[START OF STORED DATA]

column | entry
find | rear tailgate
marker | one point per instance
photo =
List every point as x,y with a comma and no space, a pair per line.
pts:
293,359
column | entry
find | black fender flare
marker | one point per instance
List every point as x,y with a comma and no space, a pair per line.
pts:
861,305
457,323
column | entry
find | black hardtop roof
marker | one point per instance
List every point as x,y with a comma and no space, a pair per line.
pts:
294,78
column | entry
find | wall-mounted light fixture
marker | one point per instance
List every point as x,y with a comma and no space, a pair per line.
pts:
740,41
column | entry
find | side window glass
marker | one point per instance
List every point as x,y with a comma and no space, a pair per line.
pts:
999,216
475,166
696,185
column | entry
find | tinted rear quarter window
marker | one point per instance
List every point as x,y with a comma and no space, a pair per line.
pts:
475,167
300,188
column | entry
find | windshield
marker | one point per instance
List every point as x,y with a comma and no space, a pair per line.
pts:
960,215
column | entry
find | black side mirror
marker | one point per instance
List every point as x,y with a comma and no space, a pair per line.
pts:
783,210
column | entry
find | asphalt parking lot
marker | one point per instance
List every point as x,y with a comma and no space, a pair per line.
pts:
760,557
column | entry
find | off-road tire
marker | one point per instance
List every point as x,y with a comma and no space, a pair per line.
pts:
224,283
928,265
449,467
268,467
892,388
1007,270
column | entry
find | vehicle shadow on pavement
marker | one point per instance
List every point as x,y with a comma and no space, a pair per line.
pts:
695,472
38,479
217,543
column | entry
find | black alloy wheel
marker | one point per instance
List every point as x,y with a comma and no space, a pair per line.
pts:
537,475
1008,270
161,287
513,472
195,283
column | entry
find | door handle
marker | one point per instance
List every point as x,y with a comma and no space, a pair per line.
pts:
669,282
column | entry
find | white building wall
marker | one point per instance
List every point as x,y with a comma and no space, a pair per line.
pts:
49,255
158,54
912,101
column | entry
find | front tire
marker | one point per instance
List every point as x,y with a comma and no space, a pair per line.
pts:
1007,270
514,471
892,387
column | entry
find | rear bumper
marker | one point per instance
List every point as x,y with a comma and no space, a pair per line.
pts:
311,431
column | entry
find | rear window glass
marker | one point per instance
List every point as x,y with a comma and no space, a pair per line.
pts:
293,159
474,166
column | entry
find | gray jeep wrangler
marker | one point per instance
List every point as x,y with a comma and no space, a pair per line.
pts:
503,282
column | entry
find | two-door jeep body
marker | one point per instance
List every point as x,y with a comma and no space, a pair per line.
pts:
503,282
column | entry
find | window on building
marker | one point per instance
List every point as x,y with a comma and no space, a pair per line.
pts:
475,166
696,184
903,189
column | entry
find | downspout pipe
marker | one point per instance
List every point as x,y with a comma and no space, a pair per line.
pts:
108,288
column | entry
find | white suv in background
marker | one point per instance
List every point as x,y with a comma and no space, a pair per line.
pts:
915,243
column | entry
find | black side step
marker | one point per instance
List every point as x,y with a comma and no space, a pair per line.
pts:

[END OF STORED DATA]

Set down the entries above again, word for word.

column | entry
find | rear tailgate
marker | one point per instance
photo =
List every point as x,y with a comma and no space, a pair per line.
pts:
293,359
column | entry
find | black fender flare
marker | one point per instance
List every point as x,y with a comma and no space, a pair per line.
pts:
861,305
457,323
column | entry
find | black hardtop roof
marker | one point per instance
List every point as x,y with a comma and no space, a pair per line.
pts:
294,78
column | entry
find | wall-mounted light fixture
marker | one point per instance
List every point as x,y with a comma and no space, a pair per line.
pts:
740,41
column | entry
find | side window glass
marker | one point per instance
List every point as x,y with a comma and no space, a pair per line.
pts:
999,216
475,166
696,185
column | entry
find | tinted rear quarter window
marker | one point per instance
List every point as x,y with a comma and no space, a pair per line.
pts:
475,167
300,188
column | entry
find | windshield
marker | one point per instance
List every point as x,y with a comma and no space, a pair per line.
pts:
960,215
column | entry
find | black side mirror
marker | one point per instance
List every point as x,y with a comma and no space, a pair per line.
pts:
783,210
column | entry
find | asphalt parking lot
marker | one point per instance
List every point as x,y with a comma and no space, a pair per line.
pts:
760,557
column | entry
find | off-road tire
marker | one point per instance
List every point as x,y with a comma and no space, a pair per line.
pts:
224,283
928,265
449,467
268,467
892,388
1007,270
column | entry
find | vehicle shadow on pavement
marker | one point per instance
List every point as x,y with a comma and no space, a pair per line.
pts:
695,472
38,479
217,543
column | entry
find | black alloy wheel
marker | one point per instance
List every point as x,y with a comma and no space, a pair per line.
pts:
537,475
1008,270
161,287
513,472
195,283
column | entry
find | door handle
marker | one point per instance
List every point as x,y with a comma and no space, a pair per line.
pts:
669,282
column | entry
find | white building wall
marker | one point per instance
List every point as x,y with a comma and no space, a pair per line.
pts:
49,255
158,54
912,101
column | entry
find | front tire
marker | one point per instance
List every point as x,y with a comma and no space, a pair per line.
pts:
1007,270
514,471
892,387
column | entry
find | rear bumper
marker | one point per instance
List every point as x,y with a comma and no space, a pair per line.
pts:
311,431
column | entry
find | rear window glass
marker | one point per instance
List every point as x,y with a comma and no space, a pair per line.
pts:
293,159
474,166
column | entry
find | gray jeep wrangler
marker | one point per instance
List every point as x,y with a comma and no space, a pair per line.
pts:
503,282
column | entry
find | two-door jeep body
marker | one point per instance
List every point as x,y with a comma and no space, a pair per line.
pts:
503,282
column | entry
find | window on building
marker | one point per instance
List every point as x,y with a comma and no space, a pair per line.
pts:
475,166
696,184
903,189
column | entry
find | downspout pipe
marker | one point per instance
List every point as x,y with a comma and no space, a pair per line.
pts:
108,288
column | entry
find | white suv in background
marker | one point per instance
List every point as x,y with a comma and no space, a pair per line.
pts:
915,243
column | entry
find | black side step
marker | one point per instance
List every point as x,y with a comma and no space, a pair per line.
pts:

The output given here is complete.